■ Short task:
Edit the material below by replacing every "one point per instance" with "a single point per instance" and leaving everything else unchanged.

(Point annotation dataset records)
┄┄┄┄┄┄

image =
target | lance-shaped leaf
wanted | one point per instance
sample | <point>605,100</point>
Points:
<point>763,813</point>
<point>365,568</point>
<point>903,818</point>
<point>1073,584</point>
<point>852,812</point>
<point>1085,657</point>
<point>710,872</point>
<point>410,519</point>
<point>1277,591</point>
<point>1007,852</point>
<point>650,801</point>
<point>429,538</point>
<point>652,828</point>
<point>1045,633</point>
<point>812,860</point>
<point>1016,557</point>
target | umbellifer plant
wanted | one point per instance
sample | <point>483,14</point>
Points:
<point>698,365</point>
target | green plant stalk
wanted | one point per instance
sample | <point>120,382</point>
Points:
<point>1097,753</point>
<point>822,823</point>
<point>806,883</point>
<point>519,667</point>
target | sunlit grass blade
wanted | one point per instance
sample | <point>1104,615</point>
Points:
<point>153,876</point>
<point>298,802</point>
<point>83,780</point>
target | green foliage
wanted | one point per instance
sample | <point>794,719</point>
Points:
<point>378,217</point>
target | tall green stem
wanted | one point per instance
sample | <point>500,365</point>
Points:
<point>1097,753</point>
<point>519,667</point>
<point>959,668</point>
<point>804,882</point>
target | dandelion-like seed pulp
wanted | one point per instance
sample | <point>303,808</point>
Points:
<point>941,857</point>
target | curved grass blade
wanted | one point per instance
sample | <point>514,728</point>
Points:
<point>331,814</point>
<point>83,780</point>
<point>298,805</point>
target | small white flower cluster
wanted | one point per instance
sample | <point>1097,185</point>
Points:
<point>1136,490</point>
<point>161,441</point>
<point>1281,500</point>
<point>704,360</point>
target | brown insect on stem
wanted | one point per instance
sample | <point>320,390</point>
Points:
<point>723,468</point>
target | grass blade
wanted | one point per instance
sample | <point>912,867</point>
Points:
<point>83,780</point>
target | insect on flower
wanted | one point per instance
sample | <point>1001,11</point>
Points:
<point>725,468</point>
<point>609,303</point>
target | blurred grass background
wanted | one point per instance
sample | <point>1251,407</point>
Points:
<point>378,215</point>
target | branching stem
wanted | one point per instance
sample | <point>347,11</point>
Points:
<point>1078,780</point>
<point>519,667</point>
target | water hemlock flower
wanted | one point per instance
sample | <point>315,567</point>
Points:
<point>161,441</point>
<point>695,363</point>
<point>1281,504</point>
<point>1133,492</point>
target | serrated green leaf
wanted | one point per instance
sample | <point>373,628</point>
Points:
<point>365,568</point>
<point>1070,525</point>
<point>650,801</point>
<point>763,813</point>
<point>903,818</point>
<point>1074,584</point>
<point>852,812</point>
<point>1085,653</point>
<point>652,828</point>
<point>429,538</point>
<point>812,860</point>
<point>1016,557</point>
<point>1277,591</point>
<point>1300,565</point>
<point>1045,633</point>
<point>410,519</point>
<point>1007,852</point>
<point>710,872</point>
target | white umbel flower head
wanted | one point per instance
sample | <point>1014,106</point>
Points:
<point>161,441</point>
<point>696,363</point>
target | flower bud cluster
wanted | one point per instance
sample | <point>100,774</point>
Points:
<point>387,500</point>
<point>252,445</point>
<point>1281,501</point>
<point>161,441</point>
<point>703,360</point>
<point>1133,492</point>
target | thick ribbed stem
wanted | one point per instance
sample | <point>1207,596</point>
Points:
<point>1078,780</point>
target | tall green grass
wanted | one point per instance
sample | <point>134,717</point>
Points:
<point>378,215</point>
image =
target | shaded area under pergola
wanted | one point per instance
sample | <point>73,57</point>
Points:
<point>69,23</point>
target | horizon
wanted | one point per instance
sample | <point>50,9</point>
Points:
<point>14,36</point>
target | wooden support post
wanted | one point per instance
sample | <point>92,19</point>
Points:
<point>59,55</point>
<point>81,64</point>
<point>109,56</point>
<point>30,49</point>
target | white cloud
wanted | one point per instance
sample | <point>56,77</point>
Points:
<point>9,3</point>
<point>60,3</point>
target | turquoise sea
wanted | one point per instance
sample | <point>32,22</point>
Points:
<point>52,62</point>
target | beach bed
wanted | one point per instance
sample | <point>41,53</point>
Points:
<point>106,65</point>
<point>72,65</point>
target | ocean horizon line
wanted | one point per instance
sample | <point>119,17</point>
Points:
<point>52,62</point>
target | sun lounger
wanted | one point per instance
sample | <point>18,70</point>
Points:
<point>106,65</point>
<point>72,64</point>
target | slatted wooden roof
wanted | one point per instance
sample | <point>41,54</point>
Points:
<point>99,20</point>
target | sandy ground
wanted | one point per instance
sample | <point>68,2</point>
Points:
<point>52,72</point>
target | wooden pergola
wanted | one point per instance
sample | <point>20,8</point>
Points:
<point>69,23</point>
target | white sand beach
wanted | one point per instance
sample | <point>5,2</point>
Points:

┄┄┄┄┄┄

■ Response:
image =
target | lance-shaped leaf
wanted | a single point per instance
sample | <point>605,100</point>
Points:
<point>763,813</point>
<point>365,568</point>
<point>903,818</point>
<point>1073,584</point>
<point>852,812</point>
<point>1085,657</point>
<point>710,872</point>
<point>410,519</point>
<point>1277,591</point>
<point>1007,852</point>
<point>650,801</point>
<point>429,538</point>
<point>652,828</point>
<point>1045,633</point>
<point>812,860</point>
<point>1016,557</point>
target | umbellifer plant
wanted | a single point per instance
sample | <point>483,14</point>
Points:
<point>698,365</point>
target | green plant stalk
wanted | a single point per instance
sample | <point>120,382</point>
Points:
<point>1097,753</point>
<point>822,823</point>
<point>806,883</point>
<point>519,667</point>
target | sunlit grass blade
wanted | a single point per instance
sample | <point>1104,615</point>
Points:
<point>153,876</point>
<point>298,802</point>
<point>83,780</point>
target | green foliage
wanted | a single point per instance
sample | <point>794,719</point>
Points:
<point>378,217</point>
target | tall green stem
wanted | a single point per instance
sample | <point>500,365</point>
Points:
<point>1097,753</point>
<point>519,667</point>
<point>959,668</point>
<point>804,882</point>
target | dandelion-like seed pulp
wanted | a single point per instance
sample | <point>303,808</point>
Points:
<point>941,857</point>
target | curved grass blade
wanted | a single point per instance
sample | <point>514,728</point>
Points:
<point>331,814</point>
<point>83,780</point>
<point>298,805</point>
target | small white flower cluster
wanted | a single point per instance
sample | <point>1097,185</point>
Points:
<point>1136,490</point>
<point>161,441</point>
<point>1281,500</point>
<point>704,360</point>
target | brown insect on stem
wanted | a single point per instance
sample | <point>320,390</point>
Points:
<point>723,468</point>
target | grass blade
wanted | a single point per instance
sample | <point>912,867</point>
Points:
<point>83,780</point>
target | insect on flower
wanted | a single point per instance
sample | <point>1001,11</point>
Points:
<point>725,468</point>
<point>609,303</point>
target | blurred grass background
wanted | a single point per instance
sample | <point>1251,407</point>
Points:
<point>378,215</point>
target | branching stem
wanted | a single point per instance
sample | <point>347,11</point>
Points:
<point>1078,780</point>
<point>519,667</point>
target | water hemlock flower
wanted | a single point per instance
sample | <point>315,567</point>
Points:
<point>161,441</point>
<point>695,363</point>
<point>1281,504</point>
<point>1133,492</point>
target | serrated green leaf
wanted | a single point per instance
sample | <point>373,628</point>
Points:
<point>365,568</point>
<point>1070,525</point>
<point>650,801</point>
<point>763,813</point>
<point>903,818</point>
<point>1074,584</point>
<point>852,812</point>
<point>1085,653</point>
<point>652,828</point>
<point>429,538</point>
<point>812,860</point>
<point>1016,557</point>
<point>1277,591</point>
<point>1300,565</point>
<point>1045,633</point>
<point>410,519</point>
<point>1007,852</point>
<point>710,872</point>
target | white umbel flower head
wanted | a single point per instance
sample | <point>1014,106</point>
Points:
<point>161,441</point>
<point>696,363</point>
target | flower bud cluster
wanted | a single point per instance
sample | <point>100,774</point>
Points:
<point>387,500</point>
<point>252,445</point>
<point>1281,501</point>
<point>161,441</point>
<point>703,360</point>
<point>1133,492</point>
target | thick ribbed stem
wanted | a single point per instance
sample | <point>1207,596</point>
Points:
<point>1078,780</point>
target | tall green grass
wanted | a single point per instance
sample | <point>134,717</point>
Points:
<point>378,215</point>
image =
target | shaded area under pergola
wanted | a single point per instance
sample | <point>73,57</point>
Points:
<point>69,23</point>
target | horizon
wanted | a single point per instance
sample | <point>50,9</point>
Points:
<point>14,36</point>
target | wooden support post
wanted | a single point per instance
sample | <point>92,19</point>
Points:
<point>59,55</point>
<point>81,64</point>
<point>109,56</point>
<point>30,49</point>
target | white cloud
wanted | a single point per instance
sample | <point>56,77</point>
Points:
<point>9,3</point>
<point>60,3</point>
target | turquoise sea
wanted | a single point per instance
sample | <point>32,22</point>
Points:
<point>52,62</point>
target | beach bed
wanted | a single point per instance
sample | <point>41,53</point>
Points:
<point>106,65</point>
<point>72,65</point>
target | ocean horizon line
wanted | a single point per instance
sample | <point>119,17</point>
Points:
<point>52,62</point>
target | sun lounger
wanted | a single point per instance
sample | <point>18,70</point>
Points:
<point>106,65</point>
<point>72,64</point>
target | slatted wooden roof
wanted | a single point per instance
sample | <point>41,54</point>
Points:
<point>99,20</point>
target | sandy ground
wanted | a single point per instance
sample | <point>68,2</point>
Points:
<point>52,72</point>
target | wooden pergola
wanted | a single point per instance
sample | <point>20,8</point>
Points:
<point>69,23</point>
target | white sand beach
wanted | a single point per instance
sample | <point>5,2</point>
Points:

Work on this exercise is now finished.